Bis auf wenige Ausnahmen (z. B. "Esther" - Fragment, 1868) verwehrte sich G. fortan gegen weitere Aufführungen neuer Werke. In seinem Testament verfügte er sogar, die 3 Altersdramen "Ein Bruderzwist in Habsburg", "Die Jüdin von Toledo", und "Libussa", alle in den Jahren 1847 - 51 geschrieben, zu vernichten. Die Uraufführungen fanden erst nach seinem Tod statt.
1847 erschien im Almanach "Iris" die Erzählung "Der arme Spielmann", eine Allegorie des eigenen inneren Zwiespalts. Ein wichtiges Alterswerk ist auch die "Selbstbiographie" (1872), die auf Tagebüchern basiert und 1853 für die Ö. Akad. d. Wiss. geschrieben wurde.
Der arme Spielmann (1848 veröffentlicht)
Ein Mann besucht das alljährliche Volksfest und sieht am Straßenrand einen alten Spielmann, der nicht wie die anderen Spielmänner einfache Walzer aus dem Gedächtnis spielt, sondern mit Notenheft versucht, komplizierte Werke zu spielen - vergeblich. Schließlich räumt er mit lateinischen Worten das Feld. Der Mann spricht den Spieler an, und verspricht, ihn zu besuchen. Bei diesem Treffen erzählt der Spielmann seine Lebensgeschichte:
Er war Sohn eines reichen und angesehenen Hofrates. Dem Druck der Schule hielt er nicht stand, also nahm der Vater ihn aus der Schule und stellte ihn in seinem Büro an. Seine Arbeit, er war Abschreiber, nahm er zu genau, so dass er zu langsam war und für nachlässig gehalten wurde. Eines Nachts hörte er eine Frau am Hof singen, die er von seiner Arbeit im Büro kannte. Das Lied gefiel ihm so sehr, dass er sie am nächsten Tag darauf ansprach. So machte er Bekanntschaft mit ihrem Vater, einem Greißler, der ihn gegenüber sehr gefällig war. Als Jakobs Vater starb, erbte er dessen Besitz, doch er wurde kurz darauf um sein Erbe betrogen. Daraufhin war Jakob beim Greissler und seiner Tochter nicht mehr willkommen. Die beiden zogen fort, sie heiratete einen anderen, und Jakob verarmte.
Als der Mann den Spielmann wieder besuchen wollte, war er schon gestorben. Bei einem Hochwasser hat er den Bewohnern im Erdgeschoß geholfen und sich tödlich erkältet.

* _ZU ERLEDIGENDE SCHRITTE_:
A) Fasse den Textauszug in zwei Sätzen zusammen.
B) Übernimm aus dem Textauszug unverändert den Abschnitt von „Bis auf wenige“ bis „Wiss. geschrieben wurde.“.
C) Beantworte anhand des Textauszugs die folgenden Fragen:
(i) Welche drei Altersdramen sollten laut Testament vernichtet werden?
(ii) Welche Arbeit verrichtete Jakob im Büro seines Vaters?
(iii) Worauf basiert die „Selbstbiographie“?

* _ZEILEN DES DATENSATZES_:
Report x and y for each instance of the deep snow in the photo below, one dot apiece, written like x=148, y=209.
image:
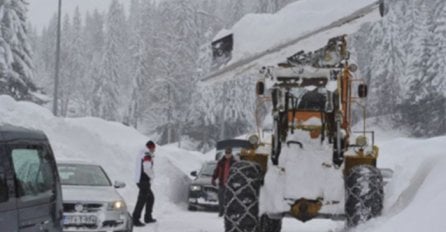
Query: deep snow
x=415, y=197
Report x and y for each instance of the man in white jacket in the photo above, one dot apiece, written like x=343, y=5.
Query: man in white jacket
x=144, y=175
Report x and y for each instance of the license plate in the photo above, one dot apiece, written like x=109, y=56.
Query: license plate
x=80, y=220
x=211, y=196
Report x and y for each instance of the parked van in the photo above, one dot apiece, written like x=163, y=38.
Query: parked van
x=30, y=192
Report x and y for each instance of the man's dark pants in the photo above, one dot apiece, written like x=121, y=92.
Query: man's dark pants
x=221, y=200
x=145, y=198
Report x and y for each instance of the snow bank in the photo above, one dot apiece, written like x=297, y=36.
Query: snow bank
x=256, y=33
x=110, y=144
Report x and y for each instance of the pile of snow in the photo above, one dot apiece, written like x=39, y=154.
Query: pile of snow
x=110, y=144
x=415, y=197
x=256, y=33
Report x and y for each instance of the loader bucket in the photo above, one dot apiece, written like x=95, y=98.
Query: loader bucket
x=222, y=51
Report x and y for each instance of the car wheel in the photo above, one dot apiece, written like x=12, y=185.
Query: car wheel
x=242, y=197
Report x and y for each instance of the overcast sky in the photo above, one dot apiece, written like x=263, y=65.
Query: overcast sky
x=41, y=11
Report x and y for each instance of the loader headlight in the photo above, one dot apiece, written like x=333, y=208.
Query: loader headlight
x=116, y=205
x=253, y=139
x=195, y=187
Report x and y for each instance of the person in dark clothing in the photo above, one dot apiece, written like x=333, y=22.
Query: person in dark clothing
x=221, y=173
x=144, y=175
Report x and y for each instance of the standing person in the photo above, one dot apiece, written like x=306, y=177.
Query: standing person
x=221, y=173
x=144, y=175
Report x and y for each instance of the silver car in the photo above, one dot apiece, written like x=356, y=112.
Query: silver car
x=90, y=201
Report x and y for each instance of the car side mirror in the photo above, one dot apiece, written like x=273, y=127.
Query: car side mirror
x=119, y=184
x=362, y=90
x=193, y=173
x=260, y=88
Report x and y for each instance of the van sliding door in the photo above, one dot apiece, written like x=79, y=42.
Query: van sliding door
x=8, y=211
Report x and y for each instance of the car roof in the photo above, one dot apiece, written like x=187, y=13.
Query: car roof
x=10, y=133
x=80, y=162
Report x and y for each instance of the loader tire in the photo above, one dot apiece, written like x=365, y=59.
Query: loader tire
x=242, y=197
x=364, y=194
x=268, y=224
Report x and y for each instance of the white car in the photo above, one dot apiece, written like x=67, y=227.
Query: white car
x=91, y=203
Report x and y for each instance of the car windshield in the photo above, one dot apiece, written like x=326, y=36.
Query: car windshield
x=83, y=174
x=207, y=169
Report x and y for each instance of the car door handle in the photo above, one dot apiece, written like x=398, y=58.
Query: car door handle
x=42, y=226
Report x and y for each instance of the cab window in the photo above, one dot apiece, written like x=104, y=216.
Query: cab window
x=34, y=176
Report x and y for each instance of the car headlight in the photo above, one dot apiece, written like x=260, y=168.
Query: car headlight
x=116, y=205
x=195, y=187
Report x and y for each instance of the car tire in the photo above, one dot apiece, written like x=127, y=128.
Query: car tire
x=242, y=197
x=268, y=224
x=364, y=194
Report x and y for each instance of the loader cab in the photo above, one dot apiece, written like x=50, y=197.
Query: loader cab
x=30, y=193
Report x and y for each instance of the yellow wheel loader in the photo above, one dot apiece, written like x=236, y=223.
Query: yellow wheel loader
x=311, y=164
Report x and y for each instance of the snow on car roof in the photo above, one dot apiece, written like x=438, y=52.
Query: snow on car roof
x=74, y=161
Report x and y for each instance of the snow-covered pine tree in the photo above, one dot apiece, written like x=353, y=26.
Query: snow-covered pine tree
x=139, y=28
x=16, y=67
x=107, y=94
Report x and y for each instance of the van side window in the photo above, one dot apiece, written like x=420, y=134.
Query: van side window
x=3, y=185
x=34, y=176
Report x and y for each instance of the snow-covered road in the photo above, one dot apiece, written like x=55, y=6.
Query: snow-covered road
x=185, y=221
x=415, y=198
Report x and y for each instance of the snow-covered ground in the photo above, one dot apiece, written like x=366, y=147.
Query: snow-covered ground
x=415, y=197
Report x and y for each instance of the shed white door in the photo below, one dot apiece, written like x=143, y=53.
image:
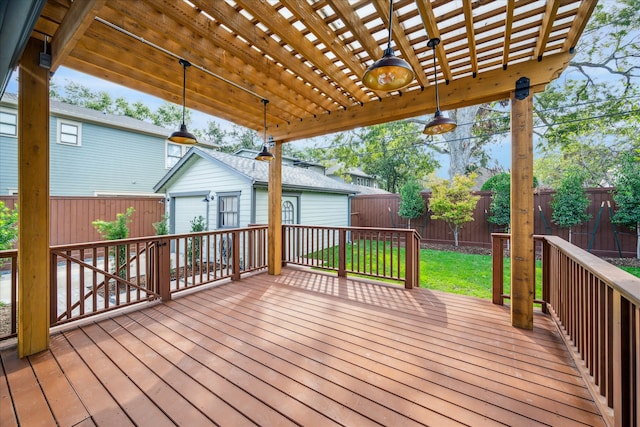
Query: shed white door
x=289, y=210
x=186, y=209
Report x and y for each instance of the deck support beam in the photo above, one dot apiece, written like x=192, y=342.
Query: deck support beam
x=522, y=212
x=33, y=202
x=274, y=231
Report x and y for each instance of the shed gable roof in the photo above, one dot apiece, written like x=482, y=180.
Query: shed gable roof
x=293, y=178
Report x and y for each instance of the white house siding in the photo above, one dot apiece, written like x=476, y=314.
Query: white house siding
x=324, y=209
x=202, y=178
x=315, y=208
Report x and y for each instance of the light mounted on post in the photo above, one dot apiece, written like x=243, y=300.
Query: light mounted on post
x=389, y=72
x=440, y=123
x=265, y=155
x=183, y=136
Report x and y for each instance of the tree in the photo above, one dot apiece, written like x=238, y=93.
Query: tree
x=116, y=230
x=627, y=196
x=453, y=202
x=392, y=152
x=8, y=227
x=478, y=125
x=162, y=226
x=591, y=116
x=570, y=201
x=170, y=115
x=500, y=208
x=411, y=201
x=213, y=134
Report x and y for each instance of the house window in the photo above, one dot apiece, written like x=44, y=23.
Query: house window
x=8, y=123
x=228, y=210
x=69, y=133
x=174, y=153
x=287, y=212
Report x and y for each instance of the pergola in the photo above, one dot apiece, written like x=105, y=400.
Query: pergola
x=307, y=58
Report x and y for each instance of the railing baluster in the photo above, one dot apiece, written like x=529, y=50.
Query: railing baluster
x=598, y=307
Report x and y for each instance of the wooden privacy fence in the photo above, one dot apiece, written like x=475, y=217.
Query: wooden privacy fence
x=71, y=217
x=597, y=308
x=598, y=235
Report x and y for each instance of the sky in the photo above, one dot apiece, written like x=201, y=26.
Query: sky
x=501, y=152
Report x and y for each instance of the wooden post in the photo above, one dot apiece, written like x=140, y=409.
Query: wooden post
x=409, y=259
x=163, y=263
x=522, y=213
x=33, y=201
x=497, y=270
x=342, y=252
x=235, y=250
x=275, y=212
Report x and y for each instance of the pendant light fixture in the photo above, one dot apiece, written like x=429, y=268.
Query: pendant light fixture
x=389, y=72
x=265, y=155
x=183, y=136
x=440, y=123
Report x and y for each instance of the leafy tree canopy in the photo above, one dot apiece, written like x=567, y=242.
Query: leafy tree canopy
x=591, y=115
x=392, y=152
x=167, y=115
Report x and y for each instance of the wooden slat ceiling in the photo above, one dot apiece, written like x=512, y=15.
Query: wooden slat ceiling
x=307, y=57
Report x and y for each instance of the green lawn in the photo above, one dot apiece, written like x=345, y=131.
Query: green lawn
x=454, y=272
x=465, y=274
x=633, y=270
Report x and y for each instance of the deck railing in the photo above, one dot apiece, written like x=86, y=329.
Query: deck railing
x=597, y=307
x=97, y=277
x=8, y=292
x=382, y=253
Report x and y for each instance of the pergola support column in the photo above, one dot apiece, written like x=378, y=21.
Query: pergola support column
x=522, y=212
x=274, y=232
x=33, y=203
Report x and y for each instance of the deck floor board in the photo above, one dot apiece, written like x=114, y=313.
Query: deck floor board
x=301, y=348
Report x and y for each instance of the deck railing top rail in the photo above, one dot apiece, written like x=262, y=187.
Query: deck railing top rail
x=614, y=277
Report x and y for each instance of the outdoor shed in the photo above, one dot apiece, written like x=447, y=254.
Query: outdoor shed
x=231, y=191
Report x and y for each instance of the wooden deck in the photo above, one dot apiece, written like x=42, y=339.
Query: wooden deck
x=301, y=349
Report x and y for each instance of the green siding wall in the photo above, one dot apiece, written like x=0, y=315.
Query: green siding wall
x=109, y=160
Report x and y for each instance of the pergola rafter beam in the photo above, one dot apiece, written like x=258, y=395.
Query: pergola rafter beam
x=303, y=46
x=546, y=27
x=75, y=23
x=490, y=86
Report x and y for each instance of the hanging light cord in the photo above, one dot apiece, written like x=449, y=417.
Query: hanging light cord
x=435, y=76
x=185, y=64
x=390, y=24
x=265, y=102
x=169, y=53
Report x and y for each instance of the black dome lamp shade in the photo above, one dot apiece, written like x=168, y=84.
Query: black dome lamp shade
x=389, y=72
x=265, y=155
x=183, y=136
x=440, y=123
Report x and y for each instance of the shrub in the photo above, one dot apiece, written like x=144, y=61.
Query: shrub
x=570, y=201
x=627, y=196
x=453, y=201
x=411, y=201
x=193, y=248
x=162, y=226
x=116, y=230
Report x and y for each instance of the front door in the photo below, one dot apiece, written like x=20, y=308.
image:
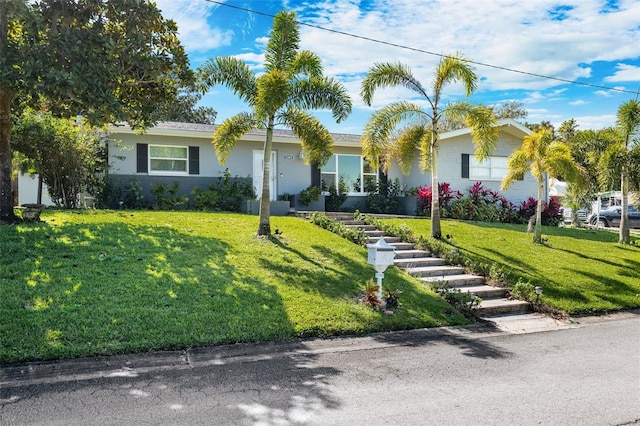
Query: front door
x=257, y=174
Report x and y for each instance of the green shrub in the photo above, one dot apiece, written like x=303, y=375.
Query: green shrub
x=310, y=194
x=351, y=233
x=335, y=199
x=523, y=290
x=465, y=302
x=132, y=196
x=387, y=198
x=167, y=198
x=205, y=199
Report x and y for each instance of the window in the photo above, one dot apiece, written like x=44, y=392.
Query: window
x=351, y=173
x=168, y=159
x=492, y=168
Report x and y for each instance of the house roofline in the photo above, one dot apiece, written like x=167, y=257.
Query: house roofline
x=510, y=126
x=192, y=130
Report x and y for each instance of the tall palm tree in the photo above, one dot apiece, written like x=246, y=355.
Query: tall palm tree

* _ANTWORTEN_:
A) G. lehnte bis auf wenige Ausnahmen weitere Aufführungen neuer Werke ab und verfügte in seinem Testament sogar die Vernichtung dreier Altersdramen, die erst nach seinem Tod uraufgeführt wurden. In der Erzählung „Der arme Spielmann“ erzählt ein alter Spielmann einem Mann seine Lebensgeschichte vom Sohn eines Hofrates bis zur Verarmung und stirbt später, nachdem er sich bei einem Hochwasser tödlich erkältet hat.

B)
Bis auf wenige Ausnahmen (z. B. "Esther" - Fragment, 1868) verwehrte sich G. fortan gegen weitere Aufführungen neuer Werke. In seinem Testament verfügte er sogar, die 3 Altersdramen "Ein Bruderzwist in Habsburg", "Die Jüdin von Toledo", und "Libussa", alle in den Jahren 1847 - 51 geschrieben, zu vernichten. Die Uraufführungen fanden erst nach seinem Tod statt.
1847 erschien im Almanach "Iris" die Erzählung "Der arme Spielmann", eine Allegorie des eigenen inneren Zwiespalts. Ein wichtiges Alterswerk ist auch die "Selbstbiographie" (1872), die auf Tagebüchern basiert und 1853 für die Ö. Akad. d. Wiss. geschrieben wurde.

C)
(i) „Ein Bruderzwist in Habsburg“, „Die Jüdin von Toledo“ und „Libussa“
(ii) Er war Abschreiber.
(iii) Auf Tagebüchern